**Dataset items:**
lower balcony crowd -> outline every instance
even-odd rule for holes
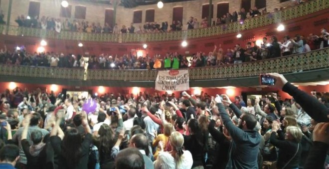
[[[0,168],[329,167],[329,93],[310,94],[282,75],[268,75],[276,80],[274,89],[293,98],[269,93],[231,100],[186,91],[84,97],[6,89]]]
[[[286,35],[281,41],[275,36],[268,39],[263,38],[260,46],[256,42],[249,42],[245,47],[236,44],[231,48],[223,49],[221,45],[213,51],[206,54],[204,51],[191,54],[190,56],[175,53],[166,53],[162,56],[154,57],[147,55],[137,57],[137,53],[118,56],[102,54],[99,56],[82,56],[79,54],[55,53],[53,52],[29,53],[24,47],[15,49],[13,52],[5,46],[0,51],[0,63],[7,65],[23,65],[59,68],[85,68],[88,69],[177,69],[205,66],[220,66],[254,62],[294,54],[301,54],[313,50],[328,47],[329,33],[326,28],[321,30],[320,34],[309,35]]]

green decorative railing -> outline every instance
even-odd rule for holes
[[[329,68],[329,48],[273,59],[189,69],[190,80],[238,78]],[[81,81],[154,81],[158,71],[88,70],[0,65],[0,76]],[[33,80],[33,79],[32,79]]]
[[[0,65],[0,75],[83,80],[84,70]],[[33,79],[31,79],[33,81]]]
[[[9,35],[38,37],[79,41],[110,42],[157,42],[178,40],[219,35],[238,32],[261,26],[282,22],[316,12],[329,8],[329,0],[314,0],[275,13],[254,17],[244,21],[241,24],[239,22],[231,23],[219,26],[205,28],[172,31],[163,33],[131,33],[131,34],[94,34],[62,31],[58,33],[54,31],[26,27],[9,26]],[[5,25],[0,25],[0,31],[6,32]]]
[[[329,48],[276,59],[239,64],[189,69],[190,80],[237,78],[260,74],[285,73],[329,67]],[[154,81],[157,71],[87,71],[87,80],[102,81]]]

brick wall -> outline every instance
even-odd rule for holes
[[[49,16],[51,17],[59,18],[60,11],[61,0],[35,0],[35,1],[40,2],[40,16]],[[11,9],[11,16],[10,18],[10,24],[16,25],[14,22],[17,16],[23,14],[27,16],[28,6],[29,4],[28,0],[13,0],[12,8]],[[85,6],[87,7],[86,13],[86,20],[95,22],[100,22],[102,25],[104,25],[105,20],[105,9],[107,8],[113,8],[112,5],[91,3],[87,2],[79,2],[76,1],[68,0],[70,4],[72,5],[71,18],[74,19],[75,6],[78,5]],[[217,4],[221,2],[228,1],[229,2],[229,12],[233,12],[234,11],[238,11],[241,7],[241,0],[213,0],[214,4],[213,18],[217,16]],[[288,1],[283,3],[279,3],[278,0],[267,0],[267,9],[268,11],[273,11],[275,8],[280,8],[281,6],[287,6],[292,5],[291,1]],[[6,20],[7,13],[8,12],[8,5],[9,0],[1,0],[0,7],[2,10],[5,15],[4,19]],[[155,21],[159,22],[163,21],[168,21],[170,24],[172,22],[172,8],[177,6],[183,6],[183,24],[187,22],[189,17],[193,16],[201,20],[202,14],[202,5],[209,3],[208,0],[196,0],[184,2],[165,3],[164,4],[162,9],[158,9],[157,4],[141,5],[133,8],[125,8],[123,6],[119,6],[117,8],[116,22],[119,26],[122,25],[130,25],[133,21],[133,16],[134,11],[136,10],[142,10],[142,23],[145,22],[145,10],[148,9],[155,9]],[[255,0],[251,0],[252,7],[255,5]],[[63,18],[64,19],[64,18]],[[139,24],[137,24],[138,26]]]

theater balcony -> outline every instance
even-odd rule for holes
[[[46,30],[23,27],[0,25],[0,32],[11,36],[24,36],[46,39],[114,43],[152,42],[203,38],[236,33],[270,25],[279,22],[313,14],[325,10],[328,13],[329,2],[315,0],[274,13],[255,17],[244,21],[243,24],[235,22],[220,26],[173,31],[164,33],[91,34],[62,31]],[[315,17],[316,15],[312,15]]]
[[[192,54],[212,51],[214,45],[232,48],[263,37],[279,34],[273,30],[277,24],[287,27],[285,34],[319,33],[328,26],[329,1],[315,0],[275,13],[257,16],[243,24],[233,22],[219,26],[164,33],[92,34],[0,25],[0,45],[13,49],[25,45],[29,52],[35,51],[40,38],[47,39],[47,51],[99,55],[111,53],[122,55],[141,48],[149,42],[148,53],[178,52]],[[237,33],[243,34],[237,39]],[[179,47],[182,40],[189,46]],[[79,48],[77,42],[84,43]],[[148,47],[149,48],[149,47]],[[259,85],[261,74],[283,74],[292,82],[319,82],[329,79],[329,48],[301,54],[242,64],[188,69],[190,87],[250,86]],[[112,70],[66,69],[0,65],[0,82],[35,84],[57,84],[73,86],[140,86],[153,87],[158,70]]]
[[[291,82],[329,79],[329,48],[254,62],[189,69],[190,86],[259,85],[261,74],[283,74]],[[0,82],[74,86],[153,87],[157,70],[64,69],[1,65]]]

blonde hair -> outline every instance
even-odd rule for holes
[[[285,117],[284,119],[288,122],[288,125],[286,127],[288,126],[298,126],[297,125],[297,121],[295,117],[293,116],[287,116]]]
[[[302,140],[303,132],[302,132],[300,128],[293,126],[288,126],[287,127],[287,132],[290,133],[296,142],[300,143]]]
[[[171,118],[171,113],[170,113],[170,111],[168,110],[164,110],[164,119],[167,122],[170,122],[170,120]]]
[[[183,152],[183,145],[184,144],[184,137],[180,133],[174,131],[171,133],[169,139],[172,149],[176,151],[175,161],[176,166],[180,162],[181,157],[184,153]]]
[[[173,127],[171,123],[167,123],[164,125],[164,134],[166,136],[170,136],[173,131]]]

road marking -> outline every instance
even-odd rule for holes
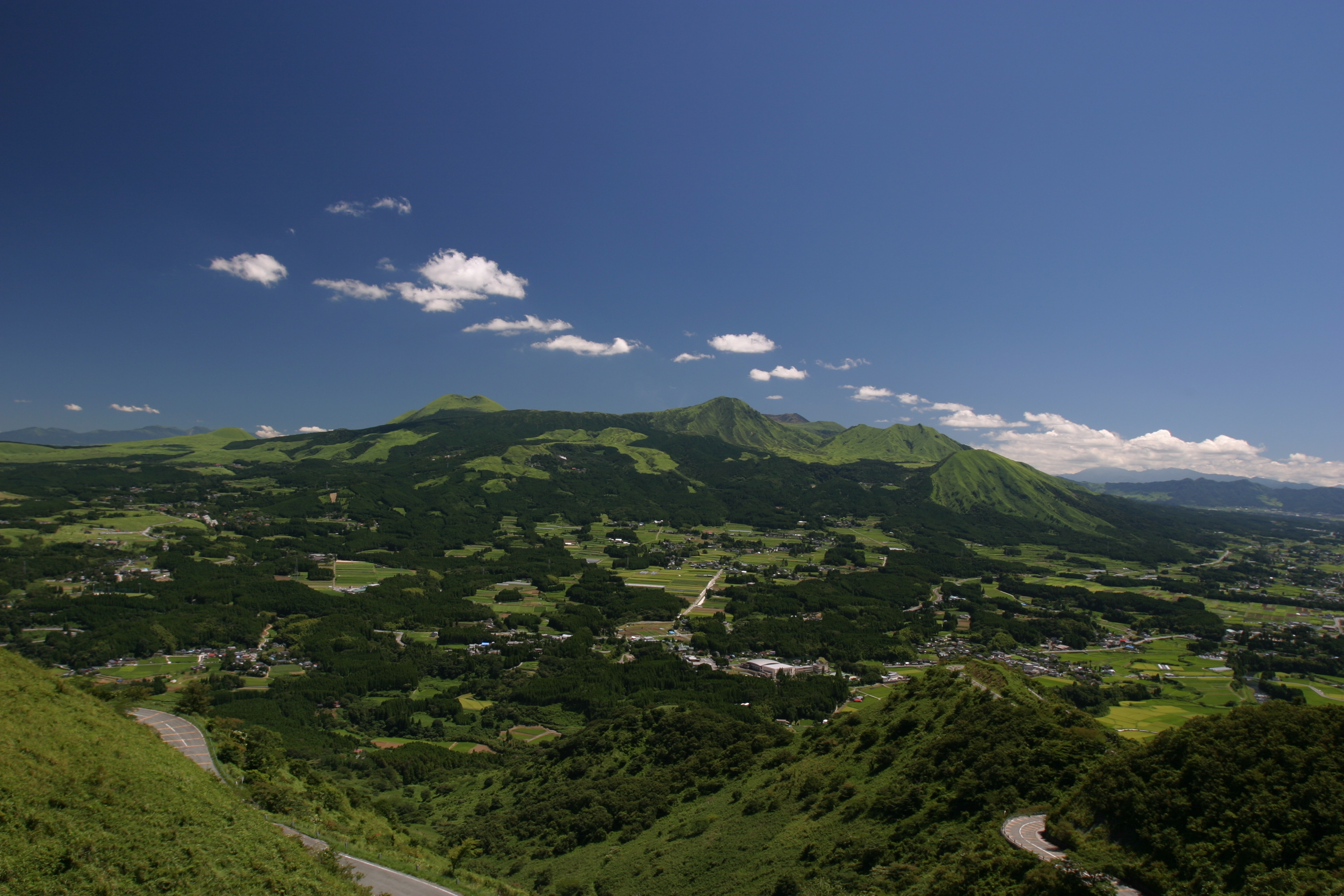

**What you are asked to do:**
Could you write out all of the rows above character for character, leaving the pictures out?

**Finished answer:**
lower balcony crowd -> outline every instance
even-odd rule for holes
[[[0,168],[329,167],[329,93],[310,94],[282,75],[268,75],[276,80],[274,89],[293,98],[269,93],[231,100],[186,91],[84,97],[6,89]]]
[[[286,35],[281,41],[275,36],[268,39],[263,38],[260,46],[256,42],[249,42],[245,47],[236,44],[231,48],[223,49],[221,45],[213,51],[206,54],[204,51],[191,54],[190,56],[175,53],[166,53],[162,56],[154,57],[147,55],[137,57],[137,53],[118,56],[102,54],[99,56],[82,56],[79,54],[55,53],[53,52],[29,53],[24,47],[15,49],[13,52],[5,46],[0,51],[0,63],[7,65],[23,65],[59,68],[85,68],[88,69],[177,69],[205,66],[220,66],[254,62],[294,54],[301,54],[313,50],[328,47],[329,33],[326,28],[321,30],[320,34],[309,35]]]

green decorative railing -> outline every instance
even-odd rule for holes
[[[329,68],[329,48],[273,59],[189,69],[190,80],[238,78]],[[81,81],[154,81],[158,71],[88,70],[0,65],[0,76]],[[33,80],[33,79],[32,79]]]
[[[0,65],[0,75],[83,80],[84,70]],[[33,79],[31,79],[33,81]]]
[[[9,35],[38,37],[79,41],[110,42],[157,42],[178,40],[219,35],[238,32],[261,26],[282,22],[316,12],[329,8],[329,0],[314,0],[275,13],[254,17],[244,21],[241,24],[239,22],[231,23],[219,26],[205,28],[172,31],[163,33],[131,33],[131,34],[94,34],[62,31],[58,33],[54,31],[26,27],[9,26]],[[5,25],[0,25],[0,31],[6,32]]]
[[[329,48],[276,59],[239,64],[189,69],[190,80],[237,78],[260,74],[285,73],[329,67]],[[154,81],[157,71],[87,71],[87,80],[102,81]]]

brick wall -> outline every instance
even-odd rule for holes
[[[49,16],[51,17],[59,18],[60,11],[61,0],[35,0],[35,1],[40,2],[40,16]],[[11,9],[11,16],[10,18],[10,24],[16,25],[14,22],[17,16],[23,14],[27,16],[28,6],[29,4],[28,0],[13,0],[12,8]],[[85,6],[87,7],[86,13],[86,20],[95,22],[100,22],[102,25],[104,25],[105,20],[105,9],[107,8],[113,8],[112,5],[91,3],[87,2],[79,2],[76,1],[68,0],[70,4],[72,5],[71,18],[74,19],[75,6],[78,5]],[[217,4],[221,2],[228,1],[229,2],[229,12],[233,12],[234,11],[238,11],[241,7],[241,0],[213,0],[214,4],[213,18],[217,16]],[[288,1],[283,3],[279,3],[278,0],[267,0],[267,9],[268,11],[273,11],[275,8],[280,8],[281,6],[287,6],[292,5],[291,1]],[[6,20],[7,13],[8,12],[8,5],[9,0],[1,0],[0,7],[2,10],[5,15],[4,19]],[[155,21],[159,22],[163,21],[168,21],[170,24],[172,22],[172,8],[177,6],[183,6],[183,24],[187,22],[189,17],[193,16],[201,20],[202,14],[202,5],[209,3],[208,0],[196,0],[184,2],[165,3],[164,4],[162,9],[158,9],[157,4],[141,5],[133,8],[125,8],[123,6],[119,6],[117,8],[116,22],[119,26],[122,25],[130,25],[133,21],[133,16],[134,11],[136,10],[142,10],[142,23],[145,22],[145,10],[148,9],[155,9]],[[255,0],[251,0],[252,7],[255,5]],[[63,18],[64,19],[64,18]],[[139,24],[137,24],[138,26]]]

theater balcony -> outline every instance
even-odd rule for holes
[[[46,30],[23,27],[0,25],[0,32],[11,36],[24,36],[46,39],[114,43],[152,42],[203,38],[236,33],[270,25],[279,22],[313,14],[325,10],[328,13],[329,2],[315,0],[274,13],[255,17],[244,21],[243,24],[235,22],[220,26],[173,31],[164,33],[91,34],[62,31]],[[315,17],[316,15],[312,15]]]
[[[192,54],[212,51],[214,45],[232,48],[263,37],[279,34],[273,30],[277,24],[287,27],[285,34],[319,33],[328,26],[329,1],[315,0],[275,13],[257,16],[243,24],[233,22],[219,26],[164,33],[92,34],[0,25],[0,45],[13,49],[25,45],[29,52],[35,51],[40,38],[47,39],[47,51],[99,55],[111,53],[122,55],[141,48],[149,42],[148,53],[178,52]],[[237,33],[243,34],[237,39]],[[179,47],[182,40],[189,46]],[[79,48],[77,42],[84,43]],[[148,47],[149,48],[149,47]],[[259,85],[261,74],[283,74],[292,82],[319,82],[329,79],[329,48],[301,54],[242,64],[188,69],[190,87],[250,86]],[[112,70],[66,69],[0,65],[0,82],[35,84],[57,84],[73,86],[140,86],[153,87],[158,70]]]
[[[291,82],[329,79],[329,48],[254,62],[189,69],[190,86],[259,85],[261,74],[283,74]],[[0,82],[74,86],[153,87],[157,70],[64,69],[1,65]]]

blonde hair -> outline every instance
even-odd rule for holes
[[[285,117],[284,119],[288,122],[288,125],[286,127],[288,126],[298,126],[297,125],[297,121],[295,117],[293,116],[287,116]]]
[[[302,140],[303,132],[302,132],[300,128],[293,126],[288,126],[287,127],[287,132],[290,133],[296,142],[300,143]]]
[[[171,118],[171,113],[170,113],[170,111],[168,110],[164,110],[164,119],[167,122],[170,122],[170,120]]]
[[[183,152],[183,145],[184,144],[184,137],[180,133],[174,131],[171,133],[169,139],[172,149],[176,151],[175,161],[176,166],[180,162],[181,157],[184,153]]]
[[[173,127],[171,123],[167,123],[164,125],[164,134],[166,136],[170,136],[173,131]]]

road marking -> outline every instance
even-odd rule for holes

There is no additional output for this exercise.